### What the task asks
Transcribe the entire listing exactly.

======== Source records

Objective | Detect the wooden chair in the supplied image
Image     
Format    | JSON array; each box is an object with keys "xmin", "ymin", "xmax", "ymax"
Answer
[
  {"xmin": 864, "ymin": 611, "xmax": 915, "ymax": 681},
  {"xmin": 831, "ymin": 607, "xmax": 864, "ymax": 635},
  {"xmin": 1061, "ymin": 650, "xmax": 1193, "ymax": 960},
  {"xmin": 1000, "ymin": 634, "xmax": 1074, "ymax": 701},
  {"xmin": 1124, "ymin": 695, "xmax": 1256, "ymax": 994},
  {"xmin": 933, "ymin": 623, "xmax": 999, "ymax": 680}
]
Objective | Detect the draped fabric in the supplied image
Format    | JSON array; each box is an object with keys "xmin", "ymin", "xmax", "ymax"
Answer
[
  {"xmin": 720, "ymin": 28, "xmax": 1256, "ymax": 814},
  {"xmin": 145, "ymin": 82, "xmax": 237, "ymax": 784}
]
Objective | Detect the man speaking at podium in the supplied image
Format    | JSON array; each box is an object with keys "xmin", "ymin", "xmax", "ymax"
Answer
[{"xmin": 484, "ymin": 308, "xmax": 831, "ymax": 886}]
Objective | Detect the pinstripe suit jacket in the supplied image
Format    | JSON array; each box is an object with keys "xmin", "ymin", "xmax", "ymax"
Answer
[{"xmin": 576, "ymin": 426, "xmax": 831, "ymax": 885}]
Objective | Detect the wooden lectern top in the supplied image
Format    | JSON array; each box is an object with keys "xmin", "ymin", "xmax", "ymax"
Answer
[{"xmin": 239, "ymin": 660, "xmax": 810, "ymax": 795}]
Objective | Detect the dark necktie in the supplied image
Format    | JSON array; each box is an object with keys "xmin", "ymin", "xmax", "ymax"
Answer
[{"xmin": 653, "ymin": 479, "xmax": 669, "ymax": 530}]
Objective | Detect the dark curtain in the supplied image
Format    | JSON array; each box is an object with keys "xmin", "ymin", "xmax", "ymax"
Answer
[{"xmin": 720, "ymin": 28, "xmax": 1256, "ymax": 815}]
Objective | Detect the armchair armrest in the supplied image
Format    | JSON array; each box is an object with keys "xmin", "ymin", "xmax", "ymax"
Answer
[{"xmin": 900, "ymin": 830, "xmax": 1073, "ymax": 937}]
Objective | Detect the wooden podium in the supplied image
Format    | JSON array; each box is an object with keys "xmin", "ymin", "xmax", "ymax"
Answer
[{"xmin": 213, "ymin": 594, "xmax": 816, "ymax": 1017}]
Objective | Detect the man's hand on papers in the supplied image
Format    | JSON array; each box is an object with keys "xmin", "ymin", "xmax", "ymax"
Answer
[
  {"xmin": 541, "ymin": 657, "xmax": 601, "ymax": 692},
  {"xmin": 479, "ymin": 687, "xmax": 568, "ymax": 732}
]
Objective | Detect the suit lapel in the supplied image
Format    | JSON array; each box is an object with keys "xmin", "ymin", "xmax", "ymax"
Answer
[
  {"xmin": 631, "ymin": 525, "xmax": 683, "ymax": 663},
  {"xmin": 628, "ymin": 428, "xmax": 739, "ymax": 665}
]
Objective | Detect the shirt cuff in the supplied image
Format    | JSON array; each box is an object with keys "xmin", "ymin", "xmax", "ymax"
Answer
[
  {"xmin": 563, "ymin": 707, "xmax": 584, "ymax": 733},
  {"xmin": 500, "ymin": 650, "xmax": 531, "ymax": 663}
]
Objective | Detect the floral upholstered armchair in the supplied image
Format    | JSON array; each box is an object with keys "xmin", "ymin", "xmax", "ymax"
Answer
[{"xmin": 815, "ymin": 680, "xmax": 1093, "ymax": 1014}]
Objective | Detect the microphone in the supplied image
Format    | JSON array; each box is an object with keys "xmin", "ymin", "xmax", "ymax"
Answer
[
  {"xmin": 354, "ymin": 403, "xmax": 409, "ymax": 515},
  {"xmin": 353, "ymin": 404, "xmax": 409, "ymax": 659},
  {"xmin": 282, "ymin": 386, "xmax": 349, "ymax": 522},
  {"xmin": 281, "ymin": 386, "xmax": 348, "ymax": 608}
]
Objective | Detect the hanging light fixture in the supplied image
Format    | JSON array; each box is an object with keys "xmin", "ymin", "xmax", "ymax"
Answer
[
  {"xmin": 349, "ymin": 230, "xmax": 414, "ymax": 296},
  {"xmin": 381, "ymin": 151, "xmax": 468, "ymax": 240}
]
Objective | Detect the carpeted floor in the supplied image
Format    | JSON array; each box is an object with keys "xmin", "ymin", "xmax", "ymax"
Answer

================

### Result
Objective | Detect the wooden chair in the supplied image
Image     
Format    | JSON array; each box is an object with keys "xmin", "ymin", "xmax", "ymax"
Answer
[
  {"xmin": 864, "ymin": 611, "xmax": 915, "ymax": 681},
  {"xmin": 831, "ymin": 607, "xmax": 864, "ymax": 635},
  {"xmin": 1061, "ymin": 650, "xmax": 1193, "ymax": 960},
  {"xmin": 1000, "ymin": 634, "xmax": 1074, "ymax": 701},
  {"xmin": 1124, "ymin": 695, "xmax": 1256, "ymax": 994},
  {"xmin": 933, "ymin": 623, "xmax": 999, "ymax": 680}
]
Objective | Detect the draped fabric in the supplied image
Format    | JSON array; each box is an object with keys "xmin", "ymin", "xmax", "ymax"
Answer
[
  {"xmin": 720, "ymin": 28, "xmax": 1256, "ymax": 814},
  {"xmin": 145, "ymin": 82, "xmax": 237, "ymax": 784}
]
Objective | Detect the man speaking at podium in the supplied image
Format    | JSON array; each box is an object with keys "xmin", "ymin", "xmax", "ymax"
Answer
[{"xmin": 484, "ymin": 308, "xmax": 831, "ymax": 886}]
Objective | Detect the pinstripe suit jacket in the supplied image
Format    | JSON array; each box is an object with keys "xmin", "ymin", "xmax", "ymax"
Answer
[{"xmin": 576, "ymin": 426, "xmax": 831, "ymax": 885}]
Objective | Detect the wooden lectern top in the supplied image
Format    | JSON array; each box is an object with keys "xmin", "ymin", "xmax", "ymax"
Answer
[{"xmin": 239, "ymin": 660, "xmax": 810, "ymax": 795}]
Objective | Detect the dark necktie in the supplied image
Format    | JSON array; each box is an object with keys "xmin", "ymin", "xmax", "ymax"
Answer
[{"xmin": 653, "ymin": 479, "xmax": 669, "ymax": 530}]
Objective | Detect the dark curtain in the supplied image
Format    | JSON array; each box is an object with keys "xmin", "ymin", "xmax", "ymax"
Answer
[{"xmin": 720, "ymin": 28, "xmax": 1256, "ymax": 815}]
Objective | Detect the armchair armrest in the supplied image
Format    | JSON array; each box is an object with keys "xmin", "ymin", "xmax", "ymax"
Answer
[{"xmin": 900, "ymin": 830, "xmax": 1073, "ymax": 937}]
Objective | Detect the wooden podium in the supplied image
Format    | JSON array; each box is an object with keys "xmin", "ymin", "xmax", "ymax"
Answer
[{"xmin": 213, "ymin": 594, "xmax": 816, "ymax": 1017}]
Objective | Detect the man's hand on papers in the supplied image
Format    | JSON array; each box is an object with keys "xmin", "ymin", "xmax", "ymax"
Answer
[
  {"xmin": 541, "ymin": 657, "xmax": 601, "ymax": 692},
  {"xmin": 479, "ymin": 687, "xmax": 568, "ymax": 732}
]
Objective | Detect the suit lapel in the supplied image
Format    | JSON array; each box is an object with keys "xmin", "ymin", "xmax", "ymax"
Answer
[
  {"xmin": 631, "ymin": 525, "xmax": 683, "ymax": 663},
  {"xmin": 628, "ymin": 428, "xmax": 739, "ymax": 665}
]
Objective | Detect the shirt cuff in the supplied image
Format    | JSON array; each box is an object with keys "xmin", "ymin", "xmax", "ymax"
Answer
[
  {"xmin": 563, "ymin": 707, "xmax": 584, "ymax": 733},
  {"xmin": 500, "ymin": 650, "xmax": 531, "ymax": 663}
]
Objective | Detect the floral upholstered armchair in the supplied image
Format    | JSON array; each box is an object with keys "xmin", "ymin", "xmax", "ymax"
Answer
[{"xmin": 815, "ymin": 680, "xmax": 1093, "ymax": 1014}]
Objective | Detect the microphone in the supplied image
Format    | JSON array; each box is an object with keys "xmin", "ymin", "xmax", "ymax"
Answer
[
  {"xmin": 354, "ymin": 403, "xmax": 409, "ymax": 515},
  {"xmin": 353, "ymin": 404, "xmax": 409, "ymax": 659},
  {"xmin": 282, "ymin": 386, "xmax": 349, "ymax": 522},
  {"xmin": 281, "ymin": 386, "xmax": 348, "ymax": 608}
]
Objective | Detect the hanging light fixture in the supplied image
Format    | JSON array; each box is an object with keys "xmin", "ymin", "xmax", "ymax"
Answer
[
  {"xmin": 349, "ymin": 230, "xmax": 414, "ymax": 296},
  {"xmin": 381, "ymin": 151, "xmax": 468, "ymax": 240}
]
Objective | Detect the carpeted floor in the supplied image
Format    | JSON array; each box is an object with keys "xmin", "ymin", "xmax", "ymax"
Answer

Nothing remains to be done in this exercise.